# Challenge
Output the lines between the one holding "Could you provide the mask of every instance of the 8f" and the one holding "76L395 83L446 82L448", inclusive, as a Markdown table with the columns Number and Line text. Leave out blank lines and any pictures.

# Data rows

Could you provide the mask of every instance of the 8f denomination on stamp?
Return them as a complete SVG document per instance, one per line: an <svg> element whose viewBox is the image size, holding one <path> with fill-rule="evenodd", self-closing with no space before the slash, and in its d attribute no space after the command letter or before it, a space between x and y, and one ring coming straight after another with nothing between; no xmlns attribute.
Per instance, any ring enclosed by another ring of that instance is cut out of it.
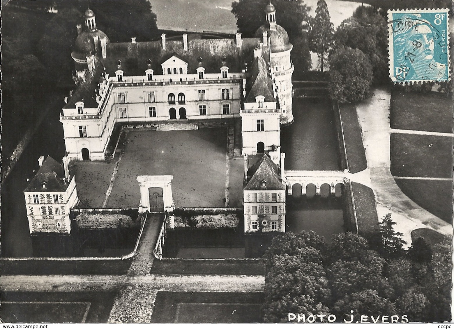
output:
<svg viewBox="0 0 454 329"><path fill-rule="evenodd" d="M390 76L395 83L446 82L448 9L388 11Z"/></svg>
==
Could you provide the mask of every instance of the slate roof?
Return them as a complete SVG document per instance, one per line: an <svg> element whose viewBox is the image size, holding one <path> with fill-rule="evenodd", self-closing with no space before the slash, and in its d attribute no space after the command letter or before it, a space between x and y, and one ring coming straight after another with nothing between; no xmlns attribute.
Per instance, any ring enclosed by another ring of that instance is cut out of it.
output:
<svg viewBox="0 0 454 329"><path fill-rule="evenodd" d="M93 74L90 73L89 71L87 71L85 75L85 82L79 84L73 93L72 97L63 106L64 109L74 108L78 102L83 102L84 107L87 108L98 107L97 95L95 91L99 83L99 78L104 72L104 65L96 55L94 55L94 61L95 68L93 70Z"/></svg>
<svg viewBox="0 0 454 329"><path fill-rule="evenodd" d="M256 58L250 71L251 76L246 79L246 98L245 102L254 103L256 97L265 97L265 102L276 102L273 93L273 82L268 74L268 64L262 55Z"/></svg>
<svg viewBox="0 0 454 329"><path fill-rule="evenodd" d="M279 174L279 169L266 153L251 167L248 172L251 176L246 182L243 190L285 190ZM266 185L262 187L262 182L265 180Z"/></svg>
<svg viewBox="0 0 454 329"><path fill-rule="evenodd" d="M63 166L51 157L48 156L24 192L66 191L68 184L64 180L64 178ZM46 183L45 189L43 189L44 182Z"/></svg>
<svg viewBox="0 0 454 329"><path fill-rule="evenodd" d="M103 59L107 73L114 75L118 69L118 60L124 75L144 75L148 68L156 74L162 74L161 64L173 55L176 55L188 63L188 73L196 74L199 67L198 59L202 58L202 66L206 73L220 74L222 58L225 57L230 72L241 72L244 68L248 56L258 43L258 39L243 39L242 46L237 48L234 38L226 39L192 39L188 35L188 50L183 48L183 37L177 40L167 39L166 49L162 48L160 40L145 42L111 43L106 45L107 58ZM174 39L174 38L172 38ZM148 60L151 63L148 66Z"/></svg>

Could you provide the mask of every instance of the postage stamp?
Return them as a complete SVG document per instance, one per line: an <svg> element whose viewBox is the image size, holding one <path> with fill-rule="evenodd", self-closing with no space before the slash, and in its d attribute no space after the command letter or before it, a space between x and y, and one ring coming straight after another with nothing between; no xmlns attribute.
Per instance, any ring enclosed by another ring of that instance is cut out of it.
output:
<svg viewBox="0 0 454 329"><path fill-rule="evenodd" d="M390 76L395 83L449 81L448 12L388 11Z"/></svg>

# Response for this exercise
| Number | Line text |
|---|---|
| 1 | Could you provide the mask of every instance of the 8f denomination on stamp? |
| 2 | Return them as a complete SVG document per instance, one per line: an <svg> element whose viewBox is the image size, holding one <path> with fill-rule="evenodd", self-closing with no space before the slash, and in its d attribute no space after the command letter or before it, a space between x and y, and one ring coming straight after another with nothing between; no xmlns attribute. |
| 3 | Per instance, any ring enclosed by another ring of that instance is cut out of it. |
| 4 | output: |
| 5 | <svg viewBox="0 0 454 329"><path fill-rule="evenodd" d="M390 76L395 83L446 82L448 9L388 11Z"/></svg> |